Rux says he wanted to create an evening that takes the audience on a journey and asks: "How do we celebrate freedom? And how do we do more than just celebrate freedom, but actually question the notion of freedom?"

While there won't be firecrackers or hot dogs, there will be music. Among the many artists participating in the evening is pop icon Nona Hendryx, who is not only singing, but also writing music with Vernon Reid to lyrics by Pulitzer Prize-winning playwright Lynn Nottage. Hendryx will represent a welcoming spirit, standing in Lincoln Center's reflecting pool. The water is meant to evoke Harriet Tubman, who traveled back and forth 19 times to Cambridge, Maryland, through swampy water to take slaves to freedom.

"The water is not just the water that had to be crossed to get from the south to Canada," Hendryx says, "but the ocean that had to be crossed and survived. So, water is a very sacred thing. It's used in baptism, it's used in all of these things."

Stored dataset items:

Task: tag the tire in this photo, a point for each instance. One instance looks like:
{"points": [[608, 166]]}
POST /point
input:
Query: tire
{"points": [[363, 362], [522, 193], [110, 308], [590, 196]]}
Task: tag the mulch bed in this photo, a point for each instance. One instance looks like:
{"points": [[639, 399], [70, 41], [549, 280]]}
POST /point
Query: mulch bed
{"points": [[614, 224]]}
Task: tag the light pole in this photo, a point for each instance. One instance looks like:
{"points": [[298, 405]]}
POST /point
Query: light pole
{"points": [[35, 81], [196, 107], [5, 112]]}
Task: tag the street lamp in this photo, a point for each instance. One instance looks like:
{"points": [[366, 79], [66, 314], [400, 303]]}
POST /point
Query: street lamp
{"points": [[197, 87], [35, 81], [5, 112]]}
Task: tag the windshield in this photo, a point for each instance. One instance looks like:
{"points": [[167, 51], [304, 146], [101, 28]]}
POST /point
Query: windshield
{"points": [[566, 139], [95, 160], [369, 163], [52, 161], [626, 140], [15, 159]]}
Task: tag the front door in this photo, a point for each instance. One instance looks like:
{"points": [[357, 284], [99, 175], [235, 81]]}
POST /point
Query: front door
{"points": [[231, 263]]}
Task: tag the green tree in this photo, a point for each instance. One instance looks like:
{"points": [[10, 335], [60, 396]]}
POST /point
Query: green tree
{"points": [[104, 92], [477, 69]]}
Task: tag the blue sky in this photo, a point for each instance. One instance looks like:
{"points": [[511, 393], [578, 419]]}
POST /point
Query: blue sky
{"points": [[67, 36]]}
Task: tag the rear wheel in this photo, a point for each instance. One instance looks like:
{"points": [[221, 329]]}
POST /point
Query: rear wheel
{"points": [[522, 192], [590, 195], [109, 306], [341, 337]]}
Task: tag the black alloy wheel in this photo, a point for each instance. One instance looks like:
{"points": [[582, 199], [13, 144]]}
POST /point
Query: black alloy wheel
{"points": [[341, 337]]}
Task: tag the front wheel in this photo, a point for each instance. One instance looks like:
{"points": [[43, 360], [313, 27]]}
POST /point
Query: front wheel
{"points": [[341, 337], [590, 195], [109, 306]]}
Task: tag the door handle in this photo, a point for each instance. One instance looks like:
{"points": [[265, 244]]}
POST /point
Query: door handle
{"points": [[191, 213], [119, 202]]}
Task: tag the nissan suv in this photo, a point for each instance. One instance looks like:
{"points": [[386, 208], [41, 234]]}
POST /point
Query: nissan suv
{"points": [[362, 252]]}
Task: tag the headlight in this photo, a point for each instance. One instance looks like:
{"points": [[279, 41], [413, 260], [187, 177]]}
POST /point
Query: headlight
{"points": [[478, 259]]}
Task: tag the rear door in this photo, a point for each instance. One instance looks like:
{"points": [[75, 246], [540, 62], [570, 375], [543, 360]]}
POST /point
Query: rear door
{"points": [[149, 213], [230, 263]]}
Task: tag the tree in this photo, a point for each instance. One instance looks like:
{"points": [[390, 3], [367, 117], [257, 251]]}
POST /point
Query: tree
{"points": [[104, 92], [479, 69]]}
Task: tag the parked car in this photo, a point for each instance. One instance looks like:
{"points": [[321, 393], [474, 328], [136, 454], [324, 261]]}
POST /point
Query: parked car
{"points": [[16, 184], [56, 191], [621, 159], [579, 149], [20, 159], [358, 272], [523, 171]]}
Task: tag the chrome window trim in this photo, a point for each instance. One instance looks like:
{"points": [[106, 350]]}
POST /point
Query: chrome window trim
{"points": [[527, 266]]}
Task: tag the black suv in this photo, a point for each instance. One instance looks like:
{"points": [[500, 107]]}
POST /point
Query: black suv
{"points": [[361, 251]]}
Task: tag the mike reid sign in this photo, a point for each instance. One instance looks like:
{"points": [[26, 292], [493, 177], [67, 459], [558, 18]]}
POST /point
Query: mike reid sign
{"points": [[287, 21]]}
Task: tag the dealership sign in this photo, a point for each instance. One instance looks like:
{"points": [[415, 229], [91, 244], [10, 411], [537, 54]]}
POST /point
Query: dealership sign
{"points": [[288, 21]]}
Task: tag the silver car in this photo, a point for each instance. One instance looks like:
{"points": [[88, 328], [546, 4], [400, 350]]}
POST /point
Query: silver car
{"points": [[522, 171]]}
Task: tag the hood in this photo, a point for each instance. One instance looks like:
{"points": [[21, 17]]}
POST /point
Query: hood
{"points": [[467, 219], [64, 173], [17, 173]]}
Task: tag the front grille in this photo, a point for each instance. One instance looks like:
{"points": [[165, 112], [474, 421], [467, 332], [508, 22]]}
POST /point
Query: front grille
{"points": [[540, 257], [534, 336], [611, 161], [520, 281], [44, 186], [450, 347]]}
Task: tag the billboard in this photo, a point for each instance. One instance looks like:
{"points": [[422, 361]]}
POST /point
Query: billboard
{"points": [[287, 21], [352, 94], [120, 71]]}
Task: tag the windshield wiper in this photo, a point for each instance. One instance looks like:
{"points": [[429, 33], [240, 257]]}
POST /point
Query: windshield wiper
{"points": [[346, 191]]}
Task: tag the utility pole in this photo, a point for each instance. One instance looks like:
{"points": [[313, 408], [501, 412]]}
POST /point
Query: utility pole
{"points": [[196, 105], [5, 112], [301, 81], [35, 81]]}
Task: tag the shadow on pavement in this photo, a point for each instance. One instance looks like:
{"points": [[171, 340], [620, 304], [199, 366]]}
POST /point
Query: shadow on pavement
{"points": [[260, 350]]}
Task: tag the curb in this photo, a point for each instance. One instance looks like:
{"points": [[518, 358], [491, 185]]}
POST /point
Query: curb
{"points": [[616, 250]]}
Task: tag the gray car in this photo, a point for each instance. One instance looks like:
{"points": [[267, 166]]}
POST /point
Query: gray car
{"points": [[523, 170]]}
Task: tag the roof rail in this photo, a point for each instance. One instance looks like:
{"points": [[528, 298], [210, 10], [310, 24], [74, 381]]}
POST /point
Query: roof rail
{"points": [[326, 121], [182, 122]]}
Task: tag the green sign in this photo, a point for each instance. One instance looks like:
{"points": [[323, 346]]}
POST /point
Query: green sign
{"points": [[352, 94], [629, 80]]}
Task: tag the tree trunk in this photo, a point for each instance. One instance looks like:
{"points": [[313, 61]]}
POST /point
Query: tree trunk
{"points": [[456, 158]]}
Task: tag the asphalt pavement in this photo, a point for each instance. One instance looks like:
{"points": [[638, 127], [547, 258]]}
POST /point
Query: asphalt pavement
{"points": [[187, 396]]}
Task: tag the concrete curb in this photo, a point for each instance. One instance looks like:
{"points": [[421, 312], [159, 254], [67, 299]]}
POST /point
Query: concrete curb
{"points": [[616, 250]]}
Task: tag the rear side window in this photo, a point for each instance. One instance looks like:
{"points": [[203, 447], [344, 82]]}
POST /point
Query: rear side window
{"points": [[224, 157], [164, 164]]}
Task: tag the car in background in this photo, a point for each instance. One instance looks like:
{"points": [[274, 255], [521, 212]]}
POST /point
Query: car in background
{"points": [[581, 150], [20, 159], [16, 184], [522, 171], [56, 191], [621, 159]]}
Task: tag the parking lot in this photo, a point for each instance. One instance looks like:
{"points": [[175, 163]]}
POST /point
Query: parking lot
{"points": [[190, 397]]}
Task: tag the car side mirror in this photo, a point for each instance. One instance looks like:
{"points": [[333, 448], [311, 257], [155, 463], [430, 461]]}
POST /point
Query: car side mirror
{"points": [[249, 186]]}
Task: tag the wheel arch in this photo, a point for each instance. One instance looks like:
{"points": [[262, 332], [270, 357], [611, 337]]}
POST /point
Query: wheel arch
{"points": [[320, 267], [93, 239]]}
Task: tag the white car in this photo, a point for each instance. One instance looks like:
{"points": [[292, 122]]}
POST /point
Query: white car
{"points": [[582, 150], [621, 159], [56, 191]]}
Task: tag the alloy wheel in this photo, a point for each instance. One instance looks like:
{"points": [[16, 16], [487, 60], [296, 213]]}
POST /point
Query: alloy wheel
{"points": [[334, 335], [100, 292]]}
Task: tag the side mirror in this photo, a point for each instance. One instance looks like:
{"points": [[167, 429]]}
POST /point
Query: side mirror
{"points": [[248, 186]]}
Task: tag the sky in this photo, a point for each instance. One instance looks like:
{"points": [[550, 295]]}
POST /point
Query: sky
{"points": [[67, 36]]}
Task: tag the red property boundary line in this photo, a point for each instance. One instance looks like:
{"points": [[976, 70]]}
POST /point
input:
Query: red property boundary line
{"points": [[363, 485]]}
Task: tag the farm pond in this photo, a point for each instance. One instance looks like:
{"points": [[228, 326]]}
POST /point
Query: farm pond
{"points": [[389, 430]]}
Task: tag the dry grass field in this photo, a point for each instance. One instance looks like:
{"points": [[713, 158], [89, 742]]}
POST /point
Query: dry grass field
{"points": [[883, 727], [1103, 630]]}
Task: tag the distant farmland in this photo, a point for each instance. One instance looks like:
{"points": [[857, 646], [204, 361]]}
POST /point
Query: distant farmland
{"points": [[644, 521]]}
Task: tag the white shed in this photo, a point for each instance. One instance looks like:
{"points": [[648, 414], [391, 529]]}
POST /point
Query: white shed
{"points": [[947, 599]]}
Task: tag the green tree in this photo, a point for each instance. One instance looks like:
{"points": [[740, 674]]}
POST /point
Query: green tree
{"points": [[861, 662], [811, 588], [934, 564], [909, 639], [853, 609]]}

Exercise requirements>
(a) According to the Lincoln Center passage, how many times did Harriet Tubman travel back and forth to Cambridge, Maryland?
(b) Reproduce the Lincoln Center passage starting at "Rux says he" and ending at "slaves to freedom.".
(c) Write what comes next in the Lincoln Center passage, picking up after its final sentence.
None of the stored dataset items are needed.

Exercise responses>
(a) 19 times.

(b)
Rux says he wanted to create an evening that takes the audience on a journey and asks: "How do we celebrate freedom? And how do we do more than just celebrate freedom, but actually question the notion of freedom?"

While there won't be firecrackers or hot dogs, there will be music. Among the many artists participating in the evening is pop icon Nona Hendryx, who is not only singing, but also writing music with Vernon Reid to lyrics by Pulitzer Prize-winning playwright Lynn Nottage. Hendryx will represent a welcoming spirit, standing in Lincoln Center's reflecting pool. The water is meant to evoke Harriet Tubman, who traveled back and forth 19 times to Cambridge, Maryland, through swampy water to take slaves to freedom.

(c)
Singers Marcelle Lashley and Kimberly Nichole will join Hendryx in the water for this opening blues, rock and gospel incantation. They'll be wearing costumes made out of paper by visual artist Dianne Smith. Rux says the water and the paper are complementary natural elements and "it makes total sense that these women almost become like trees."

Costume sketch by Dianne Smith of the gown Nona Hendryx will wear in Lincoln Center's Juneteenth commemoration.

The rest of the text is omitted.